* Work instructions *
Rescale the data starting with the line that contains "Can you spot the wooden dining" and going on through the line that contains "x=186, y=250", both ends included, and write out every line in that span. Multiply each x and y coordinate by 1.55 and round it to a whole number, with halves rounding up, and keep all other wording unchanged.
-- Start of Stored rows --
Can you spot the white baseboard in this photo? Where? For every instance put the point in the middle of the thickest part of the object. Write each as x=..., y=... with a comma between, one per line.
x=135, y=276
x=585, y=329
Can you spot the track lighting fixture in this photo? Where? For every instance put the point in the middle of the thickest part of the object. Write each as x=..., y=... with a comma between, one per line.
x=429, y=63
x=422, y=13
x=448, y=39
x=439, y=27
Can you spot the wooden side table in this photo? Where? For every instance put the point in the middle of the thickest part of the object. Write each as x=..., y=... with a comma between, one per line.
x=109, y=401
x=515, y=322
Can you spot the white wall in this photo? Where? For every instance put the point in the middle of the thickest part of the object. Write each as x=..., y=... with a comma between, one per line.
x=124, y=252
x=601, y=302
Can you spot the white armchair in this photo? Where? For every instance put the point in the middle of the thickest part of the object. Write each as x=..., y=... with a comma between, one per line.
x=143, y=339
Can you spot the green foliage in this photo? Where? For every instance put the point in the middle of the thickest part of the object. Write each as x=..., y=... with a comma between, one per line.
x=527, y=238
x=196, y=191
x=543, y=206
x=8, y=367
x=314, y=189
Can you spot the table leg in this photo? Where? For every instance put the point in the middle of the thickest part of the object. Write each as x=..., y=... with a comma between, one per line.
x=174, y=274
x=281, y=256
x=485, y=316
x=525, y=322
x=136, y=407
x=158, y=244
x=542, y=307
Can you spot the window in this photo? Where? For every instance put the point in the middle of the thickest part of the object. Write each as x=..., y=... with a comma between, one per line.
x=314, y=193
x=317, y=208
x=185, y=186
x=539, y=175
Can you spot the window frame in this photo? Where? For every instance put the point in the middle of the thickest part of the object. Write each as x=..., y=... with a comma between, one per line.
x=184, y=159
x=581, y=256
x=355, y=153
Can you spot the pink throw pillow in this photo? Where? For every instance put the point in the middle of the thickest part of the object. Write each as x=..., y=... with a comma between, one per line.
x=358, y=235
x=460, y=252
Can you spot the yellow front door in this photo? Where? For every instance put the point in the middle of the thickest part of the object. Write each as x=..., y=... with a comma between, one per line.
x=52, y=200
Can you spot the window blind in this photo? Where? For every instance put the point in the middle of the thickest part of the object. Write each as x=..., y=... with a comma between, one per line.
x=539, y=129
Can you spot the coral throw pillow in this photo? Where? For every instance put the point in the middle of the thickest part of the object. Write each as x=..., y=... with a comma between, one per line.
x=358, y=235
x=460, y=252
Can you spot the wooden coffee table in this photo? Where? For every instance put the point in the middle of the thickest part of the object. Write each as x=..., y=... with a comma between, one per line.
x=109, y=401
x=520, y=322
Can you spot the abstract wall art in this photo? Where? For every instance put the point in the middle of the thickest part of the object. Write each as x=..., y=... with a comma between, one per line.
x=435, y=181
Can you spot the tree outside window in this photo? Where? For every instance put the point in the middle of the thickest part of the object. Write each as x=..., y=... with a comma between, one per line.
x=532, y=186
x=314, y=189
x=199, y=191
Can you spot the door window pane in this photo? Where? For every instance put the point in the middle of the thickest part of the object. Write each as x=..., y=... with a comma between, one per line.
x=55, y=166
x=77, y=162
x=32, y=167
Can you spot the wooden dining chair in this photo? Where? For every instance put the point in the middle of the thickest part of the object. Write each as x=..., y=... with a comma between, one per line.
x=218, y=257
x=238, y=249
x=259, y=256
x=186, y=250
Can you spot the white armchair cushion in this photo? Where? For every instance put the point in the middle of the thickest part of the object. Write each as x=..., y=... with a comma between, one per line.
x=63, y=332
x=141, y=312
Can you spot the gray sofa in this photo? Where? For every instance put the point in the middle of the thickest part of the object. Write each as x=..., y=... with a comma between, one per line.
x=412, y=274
-- End of Stored rows --
* Written answer *
Can you spot the wooden dining chair in this photo? Where? For every instance put the point in the middle of the thickest part of the object. Write each as x=..., y=... with a comma between, one per line.
x=338, y=398
x=369, y=386
x=401, y=397
x=288, y=388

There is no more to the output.